## Document segment
■ ■ ■ ■ ■
On Boronski’s orders, Koerner cancels the festival. Wilson survives an attack by the goons and confronts Koerner in front of the villagers who have had enough. They rebel by tearing down the “verboten” signs and rushing into the streets, singing and dancing in the spirit of liberation.
With Paula’s help, Wilson secretly enters the chateau to rescue Hedda and stop Boronski.
As they make their escape, Hugo arrives, blocking their way. He is undaunted when Paula tries to reason with him and remind him that she is his sister. Hugo pulls the alarm and flees into the lab.
The scientist turns his gamma ray gun on Wilson, Paula and Hedda, calmly but viciously describing the sensations they will feel as the heat increases and their minds dissolve.
At the window, Hugo observes Howard and the villagers he has rounded up engage in a desperate fight for survival against the goons.
■ ■ ■ ■ ■
Pointing lines
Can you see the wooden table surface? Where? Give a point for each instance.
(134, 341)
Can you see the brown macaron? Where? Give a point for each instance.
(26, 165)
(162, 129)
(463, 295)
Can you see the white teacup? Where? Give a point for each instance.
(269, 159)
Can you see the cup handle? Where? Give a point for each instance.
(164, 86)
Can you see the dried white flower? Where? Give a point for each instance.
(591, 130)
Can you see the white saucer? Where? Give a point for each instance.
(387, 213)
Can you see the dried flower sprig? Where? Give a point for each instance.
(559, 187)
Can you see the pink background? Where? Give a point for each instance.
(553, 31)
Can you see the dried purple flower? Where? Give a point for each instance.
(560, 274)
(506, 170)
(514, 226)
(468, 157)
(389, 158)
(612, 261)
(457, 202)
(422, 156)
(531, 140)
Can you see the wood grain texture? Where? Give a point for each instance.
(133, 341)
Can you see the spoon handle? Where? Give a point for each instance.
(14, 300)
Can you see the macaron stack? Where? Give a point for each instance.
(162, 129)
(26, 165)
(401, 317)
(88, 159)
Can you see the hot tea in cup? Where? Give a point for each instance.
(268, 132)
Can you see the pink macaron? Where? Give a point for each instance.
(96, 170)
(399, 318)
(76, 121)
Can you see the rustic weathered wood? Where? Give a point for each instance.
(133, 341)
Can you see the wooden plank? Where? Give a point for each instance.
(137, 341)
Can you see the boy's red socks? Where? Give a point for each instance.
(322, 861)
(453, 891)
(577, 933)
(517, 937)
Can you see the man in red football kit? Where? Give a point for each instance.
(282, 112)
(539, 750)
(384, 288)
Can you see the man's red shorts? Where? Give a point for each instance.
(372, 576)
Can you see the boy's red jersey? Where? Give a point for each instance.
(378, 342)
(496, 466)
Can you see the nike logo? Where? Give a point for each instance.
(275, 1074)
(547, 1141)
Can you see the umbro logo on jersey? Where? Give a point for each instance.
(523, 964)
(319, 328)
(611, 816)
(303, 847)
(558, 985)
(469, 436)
■ ■ ■ ■ ■
## Aim of the exercise
Can you transcribe the film plot summary between "On Boronski’s orders, Koerner" and "their minds dissolve.", inclusive? These lines were drawn from a separate source.

## Task result
On Boronski’s orders, Koerner cancels the festival. Wilson survives an attack by the goons and confronts Koerner in front of the villagers who have had enough. They rebel by tearing down the “verboten” signs and rushing into the streets, singing and dancing in the spirit of liberation.
With Paula’s help, Wilson secretly enters the chateau to rescue Hedda and stop Boronski.
As they make their escape, Hugo arrives, blocking their way. He is undaunted when Paula tries to reason with him and remind him that she is his sister. Hugo pulls the alarm and flees into the lab.
The scientist turns his gamma ray gun on Wilson, Paula and Hedda, calmly but viciously describing the sensations they will feel as the heat increases and their minds dissolve.